::: 元の文章

才事記

父の先見

先週、小耳に挟んだのだが、リカルド・コッキとユリア・ザゴルイチェンコが引退するらしい。いや、もう引退したのかもしれない。ショウダンス界のスターコンビだ。とびきりのダンスを見せてきた。何度、堪能させてくれたことか。とくにロシア出身のユリアのタンゴやルンバやキレッキレッの創作ダンスが逸品だった。溜息が出た。

ぼくはダンスの業界に詳しくないが、あることが気になって5年に一度という程度だけれど、できるだけトップクラスのダンスを見るようにしてきた。あることというのは、父が「日本もダンスとケーキがうまくなったな」と言ったことである。昭和37年(1963)くらいのことだと憶う。何かの拍子にポツンとそう言ったのだ。

それまで中川三郎の社交ダンス、中野ブラザーズのタップダンス、あるいは日劇ダンシングチームのダンサーなどが代表していたところへ、おそらくは《ウェストサイド・ストーリー》の影響だろうと思うのだが、若いダンサーたちが次々に登場してきて、それに父が目を細めたのだろうと想う。日本のケーキがおいしくなったことと併せて、このことをあんな時期に洩らしていたのが父らしかった。

そのころ父は次のようにも言っていた。「セイゴオ、できるだけ日生劇場に行きなさい。武原はんの地唄舞と越路吹雪の舞台を見逃したらあかんで」。その通りにしたわけではないが、武原はんはかなり見た。六本木の稽古場にも通った。日生劇場は村野藤吾設計の、ホールが巨大な貝殻の中にくるまれたような劇場である。父は劇場も見ておきなさいと言ったのだったろう。

ユリアのダンスを見ていると、ロシア人の身体表現の何が図抜けているかがよくわかる。ニジンスキー、イーダ・ルビンシュタイン、アンナ・パブロワも、かくありなむということが蘇る。ルドルフ・ヌレエフがシルヴィ・ギエムやローラン・イレーヌをあのように育てたこともユリアを通して伝わってくる。

リカルドとユリアの熱情的ダンス

武原はんからは山村流の上方舞の真骨頂がわかるだけでなく、いっとき青山二郎の後妻として暮らしていたこと、「なだ万」の若女将として仕切っていた気っ風、写経と俳句を毎日レッスンしていたことが、地唄の《雪》や《黒髪》を通して寄せてきた。

::::::

* [やること]
A - 随筆「父の先見」によると、日生劇場を設計したのは誰か。
B - 次の(i)〜(iii)が随筆「父の先見」の内容と合うかどうかを、はい・いいえで示し、それぞれ決め手となる本文の言葉をそのまま引用せよ。
(i) 筆者は六本木の稽古場に通った。
(ii) ユリアはイタリア出身である。
(iii) 筆者は父に言われたとおりにした。
C - 随筆「父の先見」を、最後の文のあとから書き進めよ。
ここから先の行は、元の文章とは別の資料だ。

::: 保存データ

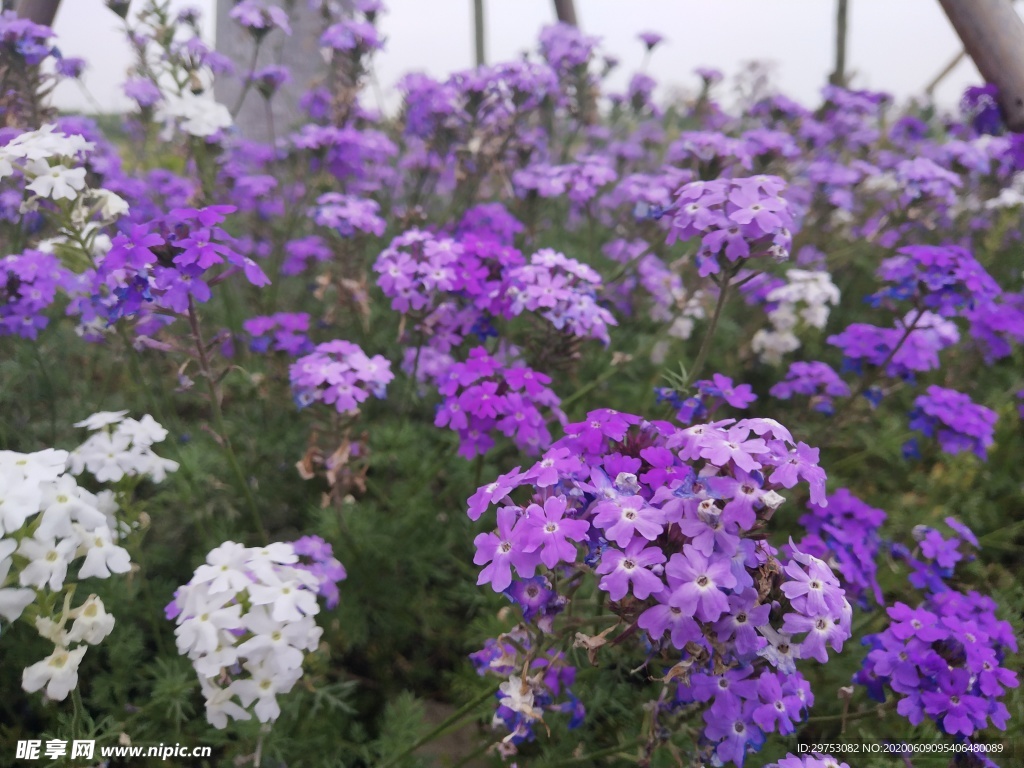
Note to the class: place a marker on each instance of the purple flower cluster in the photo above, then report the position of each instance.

::::::
::: 保存データ

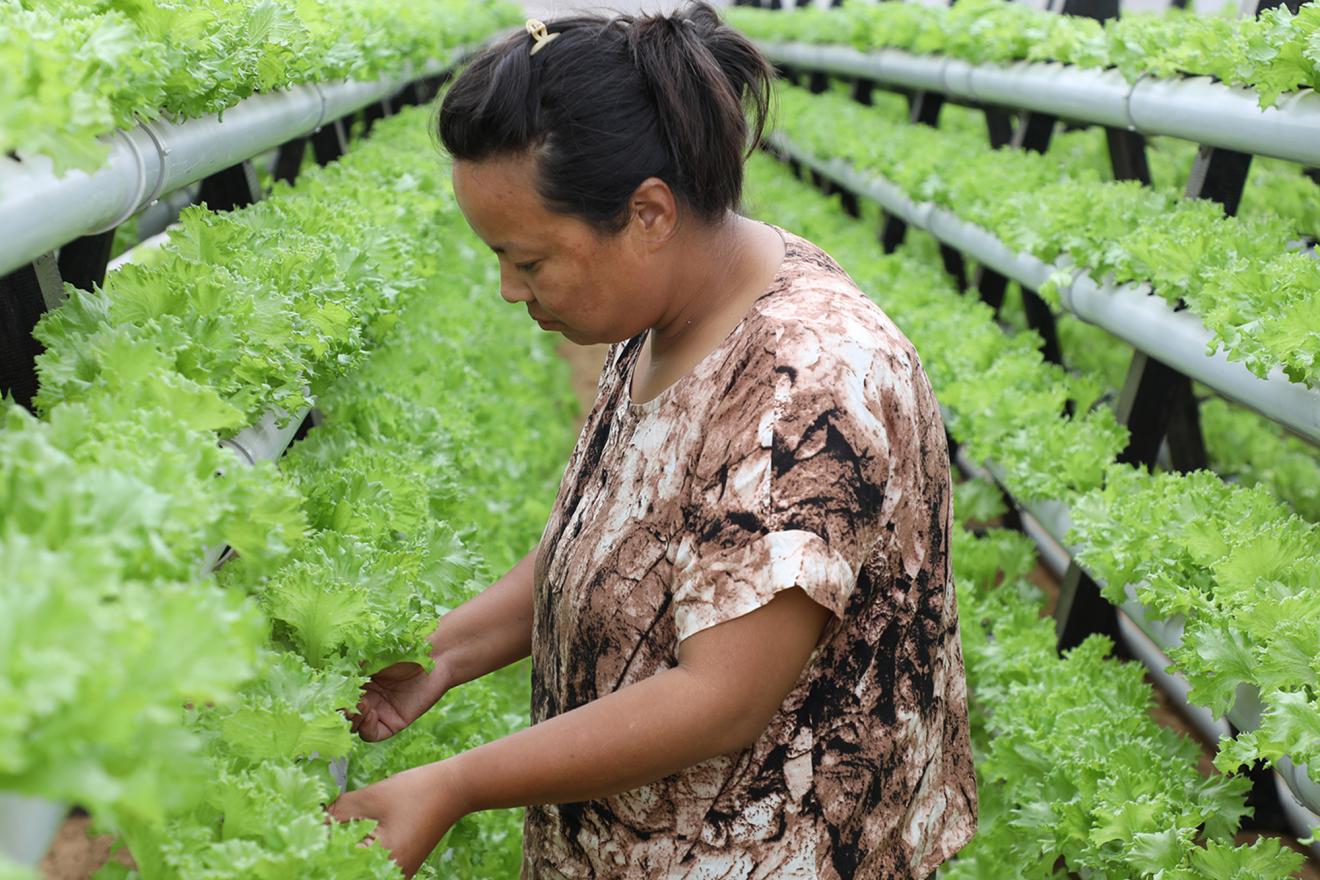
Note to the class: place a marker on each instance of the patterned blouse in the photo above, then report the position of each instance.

::::::

* [解答]
A - 村野藤吾

B -
(i) はい。「六本木の稽古場にも通った」
(ii) いいえ。「ロシア出身のユリア」
(iii) いいえ。「その通りにしたわけではないが」

C -
踊りにはヘタウマはいらない。極上にかぎるのである。

ヘタウマではなくて勝新太郎の踊りならいいのだが、ああいう軽妙ではないのなら、ヘタウマはほしくない。とはいえその極上はぎりぎり、きわきわでしか成立しない。

コッキ&ユリアに比するに、たとえばマイケル・マリトゥスキーとジョアンナ・ルーニス、あるいはアルナス・ビゾーカスとカチューシャ・デミドヴァのコンビネーションがあるけれど、いよいよそのぎりぎりときわきわに心を奪われて見てみると、やはりユリアが極上のピンなのである。

こういうことは、ひょっとするとダンスや踊りに特有なのかもしれない。これが絵画や落語や楽曲なら、それぞれの個性でよろしい、それぞれがおもしろいということにもなるのだが、ダンスや踊りはそうはいかない。秘めるか、爆(は)ぜるか。そのきわきわが踊りなのだ。だからダンスは踊りは見続けるしかないものなのだ。

4世井上八千代と武原はん

父は、長らく「秘める」ほうの見巧者だった。だからぼくにも先代の井上八千代を見るように何度も勧めた。ケーキより和菓子だったのである。それが日本もおいしいケーキに向かいはじめた。そこで不意打ちのような「ダンスとケーキ」だったのである。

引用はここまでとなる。